Point labels for objects:
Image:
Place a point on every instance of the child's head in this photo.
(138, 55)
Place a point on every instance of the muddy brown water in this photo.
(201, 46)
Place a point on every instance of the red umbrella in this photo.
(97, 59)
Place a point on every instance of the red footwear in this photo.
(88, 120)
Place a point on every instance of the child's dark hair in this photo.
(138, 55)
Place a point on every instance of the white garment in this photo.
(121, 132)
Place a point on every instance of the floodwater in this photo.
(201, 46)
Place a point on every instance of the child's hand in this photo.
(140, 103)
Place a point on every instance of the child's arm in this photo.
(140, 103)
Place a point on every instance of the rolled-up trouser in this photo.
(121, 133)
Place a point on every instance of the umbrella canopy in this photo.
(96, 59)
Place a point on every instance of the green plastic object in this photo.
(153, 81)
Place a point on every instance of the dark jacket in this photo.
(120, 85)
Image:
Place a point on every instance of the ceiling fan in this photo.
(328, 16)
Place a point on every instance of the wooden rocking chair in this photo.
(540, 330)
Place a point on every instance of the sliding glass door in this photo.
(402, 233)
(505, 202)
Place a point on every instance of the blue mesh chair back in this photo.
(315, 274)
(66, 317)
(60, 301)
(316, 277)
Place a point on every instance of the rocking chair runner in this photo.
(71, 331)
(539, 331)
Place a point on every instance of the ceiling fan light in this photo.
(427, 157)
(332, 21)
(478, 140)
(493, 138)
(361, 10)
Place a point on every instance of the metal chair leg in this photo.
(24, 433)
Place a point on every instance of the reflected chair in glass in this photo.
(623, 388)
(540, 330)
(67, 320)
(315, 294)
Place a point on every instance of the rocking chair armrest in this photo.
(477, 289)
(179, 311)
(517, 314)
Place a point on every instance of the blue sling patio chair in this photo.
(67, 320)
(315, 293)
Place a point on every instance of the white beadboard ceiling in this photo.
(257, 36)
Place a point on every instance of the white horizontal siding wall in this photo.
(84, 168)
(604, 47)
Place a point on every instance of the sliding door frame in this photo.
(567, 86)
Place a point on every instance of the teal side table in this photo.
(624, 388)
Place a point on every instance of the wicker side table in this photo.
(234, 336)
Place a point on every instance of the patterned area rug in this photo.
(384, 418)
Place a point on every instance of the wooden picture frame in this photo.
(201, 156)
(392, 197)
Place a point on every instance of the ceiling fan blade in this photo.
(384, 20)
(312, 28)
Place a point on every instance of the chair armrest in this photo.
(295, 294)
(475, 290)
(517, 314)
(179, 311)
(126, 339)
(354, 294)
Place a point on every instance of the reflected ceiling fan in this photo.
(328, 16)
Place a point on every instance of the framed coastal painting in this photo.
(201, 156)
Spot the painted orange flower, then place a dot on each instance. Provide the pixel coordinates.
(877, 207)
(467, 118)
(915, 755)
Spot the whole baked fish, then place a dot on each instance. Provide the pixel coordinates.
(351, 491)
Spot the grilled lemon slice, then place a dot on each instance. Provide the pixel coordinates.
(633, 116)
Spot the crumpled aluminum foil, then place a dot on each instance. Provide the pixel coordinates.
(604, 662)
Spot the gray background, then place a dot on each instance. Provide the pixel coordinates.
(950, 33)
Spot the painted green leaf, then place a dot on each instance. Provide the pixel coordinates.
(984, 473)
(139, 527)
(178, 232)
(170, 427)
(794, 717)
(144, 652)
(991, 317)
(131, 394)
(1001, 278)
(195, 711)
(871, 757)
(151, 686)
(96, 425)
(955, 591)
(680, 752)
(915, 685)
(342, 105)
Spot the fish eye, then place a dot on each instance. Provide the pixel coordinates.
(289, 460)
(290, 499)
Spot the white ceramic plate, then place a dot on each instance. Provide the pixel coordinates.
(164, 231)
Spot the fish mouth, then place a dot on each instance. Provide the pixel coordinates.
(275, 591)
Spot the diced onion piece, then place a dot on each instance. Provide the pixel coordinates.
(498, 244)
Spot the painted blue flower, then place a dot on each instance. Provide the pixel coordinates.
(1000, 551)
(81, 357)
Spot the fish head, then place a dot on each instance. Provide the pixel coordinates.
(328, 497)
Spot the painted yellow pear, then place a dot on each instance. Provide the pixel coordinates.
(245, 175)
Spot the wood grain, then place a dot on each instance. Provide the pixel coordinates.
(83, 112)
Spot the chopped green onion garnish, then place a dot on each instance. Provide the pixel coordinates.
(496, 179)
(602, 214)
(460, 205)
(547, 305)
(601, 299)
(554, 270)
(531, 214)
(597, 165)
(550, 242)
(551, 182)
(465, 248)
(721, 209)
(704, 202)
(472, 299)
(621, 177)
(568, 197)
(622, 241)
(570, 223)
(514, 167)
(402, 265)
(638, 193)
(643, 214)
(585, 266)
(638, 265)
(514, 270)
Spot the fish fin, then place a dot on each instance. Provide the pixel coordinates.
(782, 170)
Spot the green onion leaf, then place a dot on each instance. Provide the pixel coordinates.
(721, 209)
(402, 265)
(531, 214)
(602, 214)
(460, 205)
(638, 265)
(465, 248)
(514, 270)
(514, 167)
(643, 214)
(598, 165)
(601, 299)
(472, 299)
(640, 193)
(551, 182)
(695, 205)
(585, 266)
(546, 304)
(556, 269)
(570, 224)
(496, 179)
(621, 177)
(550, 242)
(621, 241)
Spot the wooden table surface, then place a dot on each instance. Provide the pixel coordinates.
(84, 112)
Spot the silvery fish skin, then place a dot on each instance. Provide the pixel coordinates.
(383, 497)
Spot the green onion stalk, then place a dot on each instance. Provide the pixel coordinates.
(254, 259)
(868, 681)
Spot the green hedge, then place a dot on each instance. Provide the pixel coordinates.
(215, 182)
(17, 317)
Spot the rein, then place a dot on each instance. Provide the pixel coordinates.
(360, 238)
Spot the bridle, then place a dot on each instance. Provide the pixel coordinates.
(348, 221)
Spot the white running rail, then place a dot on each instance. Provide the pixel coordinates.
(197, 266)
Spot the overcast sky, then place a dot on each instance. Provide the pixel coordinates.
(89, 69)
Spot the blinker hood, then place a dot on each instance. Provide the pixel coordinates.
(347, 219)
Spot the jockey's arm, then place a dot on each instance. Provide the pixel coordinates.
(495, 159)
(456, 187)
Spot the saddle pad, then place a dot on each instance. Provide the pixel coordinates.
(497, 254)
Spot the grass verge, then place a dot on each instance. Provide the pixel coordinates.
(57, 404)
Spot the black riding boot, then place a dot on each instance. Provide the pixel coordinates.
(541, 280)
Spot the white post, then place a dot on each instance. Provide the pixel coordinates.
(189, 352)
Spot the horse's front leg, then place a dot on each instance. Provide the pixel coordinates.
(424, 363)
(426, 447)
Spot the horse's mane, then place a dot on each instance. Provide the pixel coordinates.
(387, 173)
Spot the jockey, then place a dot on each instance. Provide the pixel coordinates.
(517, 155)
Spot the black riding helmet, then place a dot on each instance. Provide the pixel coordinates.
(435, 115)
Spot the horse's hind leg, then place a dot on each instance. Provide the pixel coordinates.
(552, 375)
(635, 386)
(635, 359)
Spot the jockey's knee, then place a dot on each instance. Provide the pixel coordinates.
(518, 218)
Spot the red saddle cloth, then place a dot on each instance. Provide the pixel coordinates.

## SET PROBLEM
Reproduce all of the items above verbatim, from the first line through the last.

## SOLUTION FOR THIS PROBLEM
Image:
Place a point on every instance of the child's head in this photo.
(138, 55)
Place a point on every instance of the muddy brown water in this photo.
(201, 46)
Place a point on every instance of the red umbrella in this photo.
(97, 59)
Place a point on every instance of the red footwear in this photo.
(88, 120)
Place a point on every instance of the child's dark hair in this photo.
(138, 55)
Place a point on every instance of the white garment in this photo.
(121, 132)
Place a point on every instance of the floodwater in this photo.
(201, 46)
Place a point on every instance of the child's hand in this photo.
(140, 103)
Place a point on every instance of the child's arm in this photo.
(140, 103)
Place a point on every instance of the rolled-up trouser in this photo.
(121, 133)
Place a point on every instance of the umbrella canopy in this photo.
(96, 59)
Place a point on every instance of the green plastic object in this photo.
(153, 81)
Place a point on every instance of the dark jacket in this photo.
(120, 85)
Image:
Place a point on every instance of the ceiling fan in this photo.
(328, 16)
Place a point on every instance of the wooden rocking chair in this photo.
(540, 330)
Place a point on every instance of the sliding glass door in this photo.
(402, 233)
(505, 202)
Place a point on every instance of the blue mesh chair back in this photo.
(315, 274)
(66, 317)
(60, 301)
(316, 277)
Place a point on every instance of the rocking chair runner in this photo.
(71, 331)
(539, 331)
Place a point on every instance of the ceiling fan light in this photo.
(427, 157)
(332, 21)
(478, 140)
(493, 138)
(361, 10)
Place a point on every instance of the metal chair leg in this photo.
(24, 433)
Place a point on every instance of the reflected chair in glass in this photo.
(623, 388)
(540, 330)
(67, 320)
(315, 294)
Place a point on every instance of the rocking chair armrest in this photo.
(477, 289)
(179, 311)
(517, 314)
Place a point on every instance of the blue sling patio chair in this photo.
(67, 320)
(315, 293)
Place a point on every instance of the white beadboard ceiling in this photo.
(257, 36)
Place a point on every instance of the white horizontal siding wall in this photo.
(84, 168)
(604, 47)
Place a point on every instance of the sliding door frame in this photo.
(567, 86)
Place a point on every instance of the teal side table in this photo.
(624, 388)
Place a point on every instance of the wicker side table in this photo.
(234, 336)
Place a point on every instance of the patterned area rug in this photo.
(384, 418)
Place a point on every instance of the wooden picture frame in this photo.
(201, 156)
(392, 197)
Place a point on every instance of the ceiling fan blade in this photo.
(384, 20)
(312, 28)
Place a point on every instance of the chair armrest in this photo.
(295, 294)
(475, 290)
(517, 314)
(179, 311)
(126, 339)
(354, 294)
Place a point on every instance of the reflected ceiling fan in this photo.
(328, 16)
Place a point on every instance of the framed coastal painting in this photo.
(201, 156)
Spot the painted orange flower, then place a dot on each instance. Provide the pixel coordinates.
(877, 207)
(467, 118)
(915, 755)
Spot the whole baked fish, then place a dot on each instance. Provide the pixel coordinates.
(351, 491)
Spot the grilled lemon slice, then place a dot on each instance. Provide the pixel coordinates.
(633, 116)
Spot the crumpled aluminum foil, then place a dot on each instance. Provide the pixel coordinates.
(604, 662)
Spot the gray background, then place a dot on each instance. Provide the pixel coordinates.
(950, 33)
Spot the painted green leaf, then place a dot on each instance. Provide the pixel coordinates.
(984, 473)
(139, 527)
(178, 232)
(170, 427)
(794, 717)
(144, 652)
(991, 317)
(131, 394)
(1001, 278)
(195, 711)
(871, 757)
(151, 686)
(96, 425)
(955, 591)
(680, 752)
(915, 685)
(342, 105)
Spot the fish eye, then place a dot on each instance. Provide the pixel coordinates.
(289, 460)
(290, 499)
Spot the white ceramic plate, then place a dot on each instance. Provide the pixel coordinates.
(164, 231)
Spot the fish mouth, then place a dot on each instance. Provide the pixel coordinates.
(275, 591)
Spot the diced onion piece, then place a dot on each instance. Provide the pixel coordinates.
(498, 244)
Spot the painted blue flower, then place a dot on each instance. Provide the pixel coordinates.
(1000, 551)
(81, 357)
Spot the fish head, then place a dot on each instance. Provide the pixel coordinates.
(328, 497)
Spot the painted yellow pear, then place a dot on each instance. Provide the pixel coordinates.
(245, 175)
Spot the wood grain, then place a dot on each instance. Provide the pixel coordinates.
(83, 112)
Spot the chopped green onion garnish, then place a dot on each instance. Provide the pixel coordinates.
(496, 179)
(602, 214)
(460, 205)
(547, 305)
(601, 299)
(554, 270)
(531, 214)
(597, 165)
(550, 242)
(551, 182)
(465, 248)
(721, 209)
(704, 202)
(472, 299)
(621, 177)
(568, 197)
(622, 241)
(570, 223)
(514, 167)
(402, 265)
(638, 193)
(643, 214)
(585, 266)
(638, 265)
(514, 270)
Spot the fish fin, then place a dot on each instance. Provide the pixel coordinates.
(782, 170)
Spot the green onion leaf, then place a dot on each instance. Provide the pixel coordinates.
(721, 209)
(402, 265)
(531, 214)
(602, 214)
(460, 205)
(638, 265)
(465, 248)
(514, 270)
(514, 167)
(643, 214)
(598, 165)
(601, 299)
(472, 299)
(640, 193)
(551, 182)
(695, 205)
(585, 266)
(546, 304)
(556, 269)
(570, 224)
(496, 179)
(621, 177)
(550, 242)
(621, 241)
Spot the wooden table surface, then place a dot on each instance. Provide the pixel coordinates.
(84, 112)
Spot the silvery fish skin, then place a dot on each instance. Provide the pixel coordinates.
(383, 497)
Spot the green onion stalk, then place a dot on each instance. Provide the pixel coordinates.
(254, 259)
(868, 681)
Spot the green hedge, then place a dot on each instance. Provide the pixel coordinates.
(215, 182)
(17, 317)
Spot the rein, then place a dot on each instance. Provide the pixel coordinates.
(360, 238)
Spot the bridle, then place a dot on each instance. Provide the pixel coordinates.
(348, 221)
Spot the white running rail, then place a dot on each instance. Provide the pixel coordinates.
(197, 266)
Spot the overcast sky, then place a dot on each instance. Provide the pixel coordinates.
(89, 69)
Spot the blinker hood, then place a dot on each instance. Provide the pixel coordinates.
(347, 219)
Spot the jockey's arm, then place a dot on each instance. Provide the pixel coordinates.
(495, 159)
(456, 187)
Spot the saddle pad, then place a dot on each instance. Provide the pixel coordinates.
(497, 254)
Spot the grass verge, then place a dot on each instance. Provide the pixel coordinates.
(57, 404)
Spot the black riding boot, then place a dot on each instance. Provide the pixel coordinates.
(541, 280)
Spot the white post, then place a dot on each instance. Provide the pixel coordinates.
(189, 352)
Spot the horse's front leg, then place a dot on each instance. Provide the pixel coordinates.
(424, 363)
(426, 447)
Spot the horse's mane, then place a dot on each instance. Provide the pixel coordinates.
(387, 173)
Spot the jockey, then place a dot on each instance. Provide the pixel coordinates.
(517, 155)
Spot the black riding helmet, then place a dot on each instance. Provide the pixel coordinates.
(435, 115)
Spot the horse's hind leg, then place a dot on each instance. Provide the pixel coordinates.
(552, 375)
(635, 386)
(635, 359)
Spot the jockey's knee, then place a dot on each instance. Provide the pixel coordinates.
(518, 218)
Spot the red saddle cloth, then place a dot on each instance. Provide the pixel coordinates.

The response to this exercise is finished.